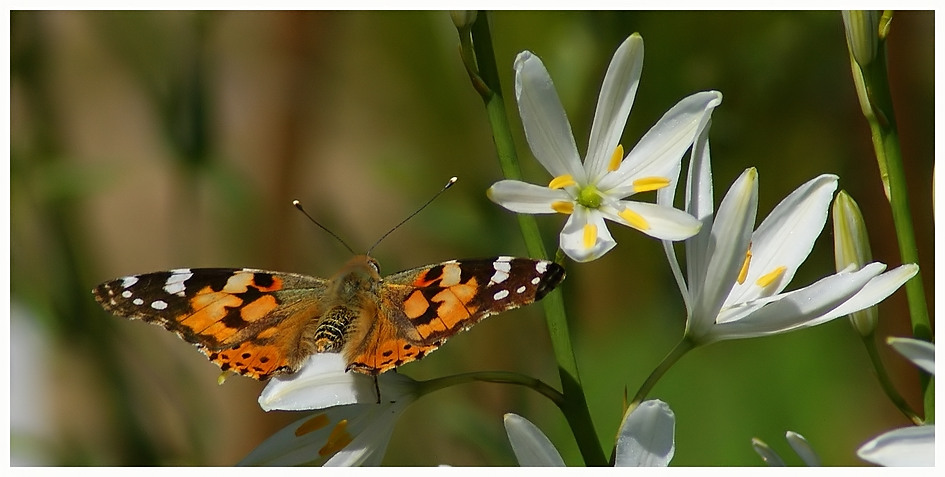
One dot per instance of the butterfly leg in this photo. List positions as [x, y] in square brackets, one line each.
[377, 389]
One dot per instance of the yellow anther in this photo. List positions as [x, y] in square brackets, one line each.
[590, 235]
[561, 182]
[636, 220]
[563, 206]
[315, 423]
[743, 274]
[645, 184]
[337, 440]
[770, 277]
[616, 158]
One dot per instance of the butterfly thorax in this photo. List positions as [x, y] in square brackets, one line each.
[349, 296]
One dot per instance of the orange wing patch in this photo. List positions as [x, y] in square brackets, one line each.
[258, 361]
[383, 349]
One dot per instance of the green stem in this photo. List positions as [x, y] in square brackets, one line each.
[479, 58]
[681, 348]
[872, 86]
[884, 381]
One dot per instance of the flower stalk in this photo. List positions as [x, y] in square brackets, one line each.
[681, 348]
[872, 87]
[851, 247]
[478, 53]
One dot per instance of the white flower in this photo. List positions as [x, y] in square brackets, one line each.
[797, 442]
[736, 277]
[595, 190]
[352, 428]
[646, 439]
[907, 446]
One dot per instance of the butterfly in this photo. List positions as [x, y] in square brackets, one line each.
[261, 323]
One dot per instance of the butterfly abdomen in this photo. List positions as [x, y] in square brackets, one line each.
[333, 328]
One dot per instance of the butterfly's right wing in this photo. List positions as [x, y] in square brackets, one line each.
[245, 320]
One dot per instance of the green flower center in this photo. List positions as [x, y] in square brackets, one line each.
[589, 197]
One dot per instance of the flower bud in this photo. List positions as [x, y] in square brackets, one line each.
[862, 28]
[463, 19]
[851, 246]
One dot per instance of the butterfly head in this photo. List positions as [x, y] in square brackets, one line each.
[361, 274]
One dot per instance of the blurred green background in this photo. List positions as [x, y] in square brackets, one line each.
[147, 141]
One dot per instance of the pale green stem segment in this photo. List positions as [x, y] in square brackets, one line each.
[872, 87]
[888, 387]
[479, 59]
[681, 348]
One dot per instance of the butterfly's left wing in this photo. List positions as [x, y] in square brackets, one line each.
[421, 308]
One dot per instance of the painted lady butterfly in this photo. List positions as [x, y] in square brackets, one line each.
[260, 323]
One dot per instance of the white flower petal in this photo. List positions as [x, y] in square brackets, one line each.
[306, 441]
[532, 448]
[922, 353]
[526, 198]
[662, 147]
[875, 291]
[665, 223]
[321, 382]
[803, 449]
[801, 308]
[613, 106]
[573, 235]
[545, 122]
[730, 235]
[699, 203]
[786, 237]
[647, 436]
[368, 447]
[906, 447]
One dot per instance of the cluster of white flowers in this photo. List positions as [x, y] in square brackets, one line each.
[733, 287]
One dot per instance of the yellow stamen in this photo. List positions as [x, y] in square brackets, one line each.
[313, 424]
[616, 158]
[743, 274]
[590, 235]
[563, 206]
[636, 220]
[645, 184]
[770, 277]
[338, 439]
[561, 181]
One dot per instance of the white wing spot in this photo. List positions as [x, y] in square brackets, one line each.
[175, 282]
[502, 269]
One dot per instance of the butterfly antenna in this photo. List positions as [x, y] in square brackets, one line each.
[449, 184]
[298, 205]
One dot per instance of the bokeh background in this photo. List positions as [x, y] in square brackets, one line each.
[146, 141]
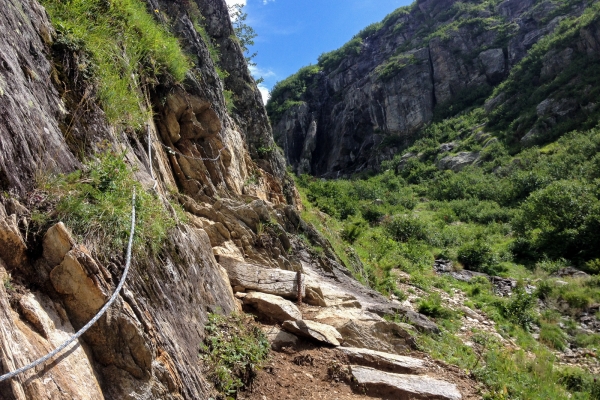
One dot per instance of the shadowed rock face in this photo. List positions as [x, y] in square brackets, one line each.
[371, 105]
[146, 346]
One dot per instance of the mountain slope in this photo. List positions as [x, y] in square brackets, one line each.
[368, 100]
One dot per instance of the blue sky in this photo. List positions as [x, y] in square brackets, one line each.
[293, 33]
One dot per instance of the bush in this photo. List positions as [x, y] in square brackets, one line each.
[330, 61]
[553, 336]
[234, 348]
[96, 205]
[479, 256]
[372, 213]
[351, 232]
[406, 227]
[519, 308]
[432, 307]
[290, 92]
[561, 220]
[123, 40]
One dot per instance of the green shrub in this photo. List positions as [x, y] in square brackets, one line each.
[432, 307]
[372, 213]
[96, 205]
[351, 232]
[331, 60]
[553, 336]
[561, 220]
[126, 45]
[406, 227]
[519, 308]
[290, 92]
[577, 299]
[479, 256]
[233, 350]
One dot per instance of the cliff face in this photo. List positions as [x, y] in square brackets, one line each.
[51, 120]
[367, 101]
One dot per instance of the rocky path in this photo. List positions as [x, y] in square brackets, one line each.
[338, 346]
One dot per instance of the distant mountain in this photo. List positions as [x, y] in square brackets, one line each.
[532, 65]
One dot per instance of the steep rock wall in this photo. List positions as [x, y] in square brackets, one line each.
[147, 345]
[426, 61]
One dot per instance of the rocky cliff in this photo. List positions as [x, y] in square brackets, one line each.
[98, 98]
[368, 100]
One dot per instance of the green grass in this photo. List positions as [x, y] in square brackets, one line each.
[95, 203]
[233, 350]
[122, 48]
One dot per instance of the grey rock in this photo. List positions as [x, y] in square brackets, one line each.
[397, 386]
[254, 277]
[459, 161]
[419, 321]
[493, 63]
[314, 330]
[384, 361]
[279, 338]
[365, 329]
[272, 306]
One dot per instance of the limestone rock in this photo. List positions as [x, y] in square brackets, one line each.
[274, 307]
[386, 385]
[314, 330]
[253, 277]
[377, 335]
[459, 161]
[494, 64]
[12, 246]
[57, 243]
[384, 361]
[279, 338]
[419, 321]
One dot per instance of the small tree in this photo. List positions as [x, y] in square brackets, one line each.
[244, 32]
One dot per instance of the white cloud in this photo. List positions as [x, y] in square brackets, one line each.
[264, 92]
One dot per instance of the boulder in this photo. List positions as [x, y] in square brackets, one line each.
[386, 385]
[253, 277]
[365, 329]
[459, 161]
[419, 321]
[314, 330]
[384, 361]
[274, 307]
[279, 338]
[12, 246]
[83, 296]
[57, 243]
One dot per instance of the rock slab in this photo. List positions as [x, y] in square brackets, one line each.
[384, 361]
[274, 307]
[254, 277]
[390, 386]
[314, 330]
[279, 338]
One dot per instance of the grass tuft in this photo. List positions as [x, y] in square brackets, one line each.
[234, 349]
[127, 49]
[96, 204]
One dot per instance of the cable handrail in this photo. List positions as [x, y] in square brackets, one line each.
[98, 315]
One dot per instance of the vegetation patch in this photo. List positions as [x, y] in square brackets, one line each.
[95, 203]
[124, 51]
[290, 91]
[234, 349]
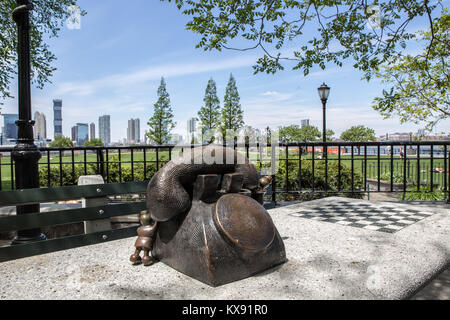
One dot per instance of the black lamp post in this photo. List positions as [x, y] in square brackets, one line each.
[25, 154]
[324, 92]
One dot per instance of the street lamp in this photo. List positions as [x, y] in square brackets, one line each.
[324, 92]
[25, 154]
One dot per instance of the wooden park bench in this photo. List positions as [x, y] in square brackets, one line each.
[91, 213]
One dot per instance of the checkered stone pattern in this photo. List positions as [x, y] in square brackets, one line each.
[383, 218]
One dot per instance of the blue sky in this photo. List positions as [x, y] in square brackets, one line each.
[113, 65]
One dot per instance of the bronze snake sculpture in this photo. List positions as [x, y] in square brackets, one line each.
[169, 192]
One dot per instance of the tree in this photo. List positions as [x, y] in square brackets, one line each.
[294, 133]
[322, 31]
[94, 142]
[305, 34]
[46, 20]
[358, 134]
[209, 114]
[232, 114]
[61, 142]
[420, 82]
[161, 123]
[329, 135]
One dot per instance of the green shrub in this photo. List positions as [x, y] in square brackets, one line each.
[319, 183]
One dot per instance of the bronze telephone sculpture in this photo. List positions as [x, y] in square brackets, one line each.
[209, 225]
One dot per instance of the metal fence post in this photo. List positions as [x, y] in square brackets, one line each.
[98, 224]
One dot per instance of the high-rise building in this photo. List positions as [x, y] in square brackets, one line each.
[133, 131]
[40, 126]
[82, 133]
[92, 131]
[191, 126]
[57, 117]
[9, 126]
[74, 133]
[104, 129]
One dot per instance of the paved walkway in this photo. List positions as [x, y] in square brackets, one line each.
[327, 260]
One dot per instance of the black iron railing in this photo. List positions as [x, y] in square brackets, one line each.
[347, 167]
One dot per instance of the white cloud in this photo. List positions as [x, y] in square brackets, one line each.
[124, 80]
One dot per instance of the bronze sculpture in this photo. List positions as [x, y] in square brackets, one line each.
[144, 242]
[211, 222]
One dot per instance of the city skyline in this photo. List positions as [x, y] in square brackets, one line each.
[124, 82]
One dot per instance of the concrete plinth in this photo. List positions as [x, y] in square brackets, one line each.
[326, 261]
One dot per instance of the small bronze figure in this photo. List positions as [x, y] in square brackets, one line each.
[144, 242]
[212, 224]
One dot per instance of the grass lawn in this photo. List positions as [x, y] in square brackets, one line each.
[358, 164]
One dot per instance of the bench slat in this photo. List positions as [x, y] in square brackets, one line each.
[35, 220]
[24, 196]
[41, 247]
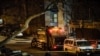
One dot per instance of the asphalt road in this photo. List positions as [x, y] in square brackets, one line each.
[24, 45]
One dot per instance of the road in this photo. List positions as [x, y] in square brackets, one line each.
[24, 45]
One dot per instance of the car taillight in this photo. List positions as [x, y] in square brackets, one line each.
[54, 47]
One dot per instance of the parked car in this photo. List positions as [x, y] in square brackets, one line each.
[73, 45]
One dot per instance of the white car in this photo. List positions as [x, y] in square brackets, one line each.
[74, 45]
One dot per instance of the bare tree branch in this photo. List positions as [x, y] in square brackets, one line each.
[26, 25]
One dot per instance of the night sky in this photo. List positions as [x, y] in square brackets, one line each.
[92, 4]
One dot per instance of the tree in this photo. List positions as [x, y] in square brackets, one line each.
[26, 25]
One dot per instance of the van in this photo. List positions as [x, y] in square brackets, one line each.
[74, 45]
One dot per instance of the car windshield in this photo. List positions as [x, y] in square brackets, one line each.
[83, 43]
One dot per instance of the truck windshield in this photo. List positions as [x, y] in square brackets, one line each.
[83, 43]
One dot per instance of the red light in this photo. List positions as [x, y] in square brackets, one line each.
[54, 46]
[50, 30]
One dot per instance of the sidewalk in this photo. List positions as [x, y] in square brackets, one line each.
[16, 40]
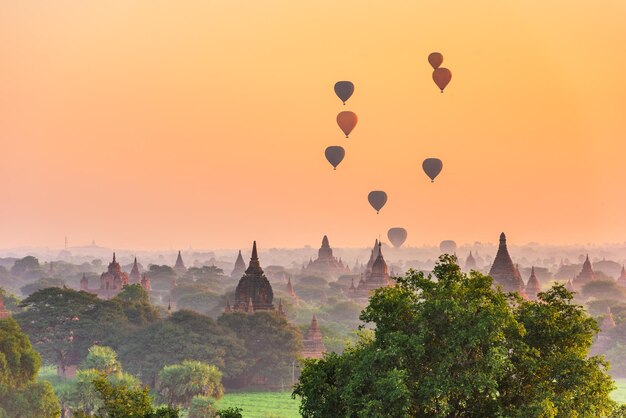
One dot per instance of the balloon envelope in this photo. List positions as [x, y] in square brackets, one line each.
[347, 121]
[432, 167]
[377, 199]
[441, 77]
[335, 155]
[435, 59]
[397, 236]
[448, 246]
[344, 90]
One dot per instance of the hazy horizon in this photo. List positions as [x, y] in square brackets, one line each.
[159, 125]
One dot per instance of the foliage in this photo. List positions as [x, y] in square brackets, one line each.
[20, 395]
[202, 407]
[179, 383]
[456, 347]
[271, 344]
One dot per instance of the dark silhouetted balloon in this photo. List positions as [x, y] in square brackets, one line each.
[432, 167]
[377, 199]
[344, 90]
[448, 247]
[441, 77]
[435, 59]
[335, 155]
[397, 236]
[347, 121]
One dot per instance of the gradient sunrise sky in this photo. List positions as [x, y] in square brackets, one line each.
[166, 124]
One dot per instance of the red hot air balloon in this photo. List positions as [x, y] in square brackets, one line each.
[441, 77]
[335, 155]
[397, 236]
[377, 199]
[344, 90]
[435, 59]
[347, 121]
[432, 167]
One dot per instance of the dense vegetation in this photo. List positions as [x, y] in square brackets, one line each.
[451, 345]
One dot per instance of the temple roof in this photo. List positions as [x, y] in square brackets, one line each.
[179, 263]
[503, 270]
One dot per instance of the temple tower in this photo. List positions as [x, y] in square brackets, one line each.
[313, 343]
[503, 270]
[254, 290]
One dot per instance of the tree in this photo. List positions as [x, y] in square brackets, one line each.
[179, 383]
[20, 395]
[102, 359]
[271, 343]
[455, 346]
[202, 407]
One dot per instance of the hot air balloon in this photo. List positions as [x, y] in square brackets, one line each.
[448, 247]
[432, 167]
[335, 155]
[435, 59]
[347, 121]
[377, 199]
[344, 90]
[441, 77]
[397, 236]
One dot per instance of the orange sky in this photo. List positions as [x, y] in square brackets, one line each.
[162, 124]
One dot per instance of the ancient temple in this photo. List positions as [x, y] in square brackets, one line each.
[585, 276]
[470, 263]
[376, 277]
[621, 281]
[240, 267]
[135, 276]
[326, 265]
[533, 287]
[313, 343]
[254, 292]
[179, 266]
[4, 313]
[503, 271]
[113, 280]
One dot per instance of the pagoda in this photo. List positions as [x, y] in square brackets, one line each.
[254, 292]
[313, 344]
[326, 264]
[240, 267]
[4, 313]
[135, 275]
[179, 266]
[112, 280]
[621, 281]
[470, 263]
[503, 271]
[585, 276]
[378, 276]
[533, 287]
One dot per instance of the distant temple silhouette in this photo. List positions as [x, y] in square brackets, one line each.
[114, 279]
[326, 265]
[376, 276]
[503, 271]
[313, 344]
[254, 292]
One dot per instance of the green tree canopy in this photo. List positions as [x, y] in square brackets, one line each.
[179, 383]
[452, 345]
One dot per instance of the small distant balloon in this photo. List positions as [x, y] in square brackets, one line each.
[432, 167]
[344, 90]
[377, 199]
[335, 155]
[441, 77]
[448, 247]
[435, 59]
[347, 121]
[397, 236]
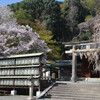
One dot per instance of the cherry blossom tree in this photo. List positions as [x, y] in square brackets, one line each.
[15, 39]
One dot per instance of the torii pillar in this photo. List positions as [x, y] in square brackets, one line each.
[74, 67]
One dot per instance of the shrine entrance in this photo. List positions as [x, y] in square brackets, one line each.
[82, 50]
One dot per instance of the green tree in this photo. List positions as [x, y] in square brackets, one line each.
[22, 14]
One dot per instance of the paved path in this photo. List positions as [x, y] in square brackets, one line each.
[13, 97]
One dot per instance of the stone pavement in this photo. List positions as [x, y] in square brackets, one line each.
[14, 97]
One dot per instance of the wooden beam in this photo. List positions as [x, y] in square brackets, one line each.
[80, 51]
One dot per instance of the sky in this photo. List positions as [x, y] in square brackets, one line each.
[6, 2]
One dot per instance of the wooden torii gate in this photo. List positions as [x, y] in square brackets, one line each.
[77, 49]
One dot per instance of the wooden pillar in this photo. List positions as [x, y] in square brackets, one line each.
[74, 69]
[59, 74]
[31, 89]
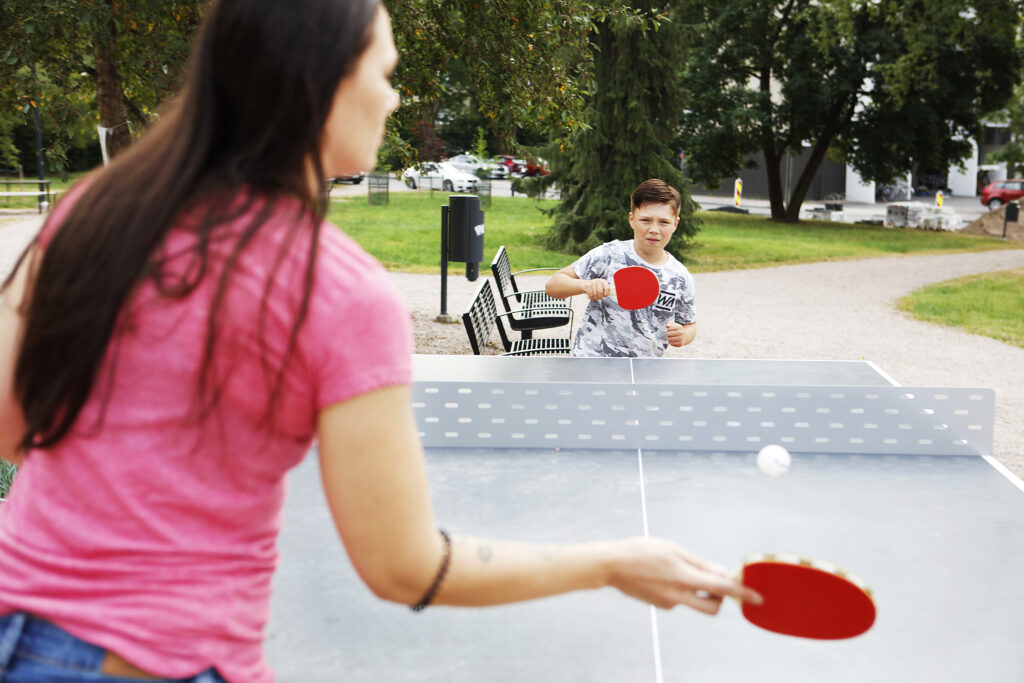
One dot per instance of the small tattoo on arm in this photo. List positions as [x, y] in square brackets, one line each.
[484, 553]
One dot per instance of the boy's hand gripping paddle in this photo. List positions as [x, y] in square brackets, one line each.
[635, 287]
[807, 598]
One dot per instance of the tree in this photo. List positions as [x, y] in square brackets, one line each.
[631, 126]
[124, 56]
[881, 84]
[522, 61]
[1013, 152]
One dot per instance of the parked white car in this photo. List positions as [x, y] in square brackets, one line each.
[470, 164]
[439, 175]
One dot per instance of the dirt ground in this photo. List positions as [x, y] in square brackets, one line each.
[829, 311]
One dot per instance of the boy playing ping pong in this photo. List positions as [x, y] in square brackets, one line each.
[609, 330]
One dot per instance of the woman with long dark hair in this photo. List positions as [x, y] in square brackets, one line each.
[182, 328]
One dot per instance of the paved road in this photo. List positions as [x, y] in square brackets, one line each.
[834, 310]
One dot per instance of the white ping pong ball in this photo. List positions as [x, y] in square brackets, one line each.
[773, 460]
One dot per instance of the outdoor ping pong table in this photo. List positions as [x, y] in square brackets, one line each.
[894, 483]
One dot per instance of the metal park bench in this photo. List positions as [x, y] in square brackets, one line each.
[546, 311]
[43, 195]
[482, 315]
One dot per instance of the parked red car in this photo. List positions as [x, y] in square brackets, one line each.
[536, 167]
[515, 166]
[996, 194]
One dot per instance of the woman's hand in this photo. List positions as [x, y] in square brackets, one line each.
[665, 574]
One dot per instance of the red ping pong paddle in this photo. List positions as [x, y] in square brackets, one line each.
[635, 287]
[807, 598]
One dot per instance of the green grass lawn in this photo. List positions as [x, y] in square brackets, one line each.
[7, 472]
[406, 236]
[56, 184]
[989, 304]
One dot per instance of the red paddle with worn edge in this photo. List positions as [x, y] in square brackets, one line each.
[635, 287]
[807, 598]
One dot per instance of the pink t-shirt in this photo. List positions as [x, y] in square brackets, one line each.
[155, 536]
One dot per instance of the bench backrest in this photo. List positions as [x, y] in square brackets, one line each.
[502, 270]
[480, 317]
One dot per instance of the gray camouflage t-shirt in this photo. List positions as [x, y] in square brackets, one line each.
[608, 330]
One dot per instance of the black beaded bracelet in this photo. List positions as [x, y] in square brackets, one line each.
[432, 591]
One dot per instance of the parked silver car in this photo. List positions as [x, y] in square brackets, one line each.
[439, 175]
[472, 164]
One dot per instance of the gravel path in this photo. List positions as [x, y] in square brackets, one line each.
[836, 310]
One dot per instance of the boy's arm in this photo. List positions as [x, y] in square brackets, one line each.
[566, 283]
[681, 335]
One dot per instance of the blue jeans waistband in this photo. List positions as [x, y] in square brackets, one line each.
[34, 649]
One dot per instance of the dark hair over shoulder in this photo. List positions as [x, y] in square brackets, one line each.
[654, 190]
[259, 88]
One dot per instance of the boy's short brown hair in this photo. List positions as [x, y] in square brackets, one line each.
[654, 191]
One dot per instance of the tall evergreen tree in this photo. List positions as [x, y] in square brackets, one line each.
[880, 84]
[631, 124]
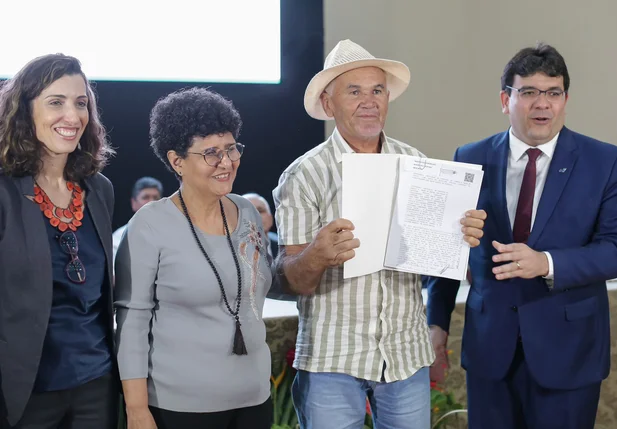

####################

## WHAT TO WORK ON
Which lines of the records above contain the word "shirt"? Return every such line in full, and treat uppercase and lowercase as different.

## RESULT
One dot per instance of the pink t-shirt in this photo. List positions as [x, y] in square brackets, one line each.
One dot per instance of the gray camouflage t-shirt in this photo. List positions as [x, y] in square brackets, one line each.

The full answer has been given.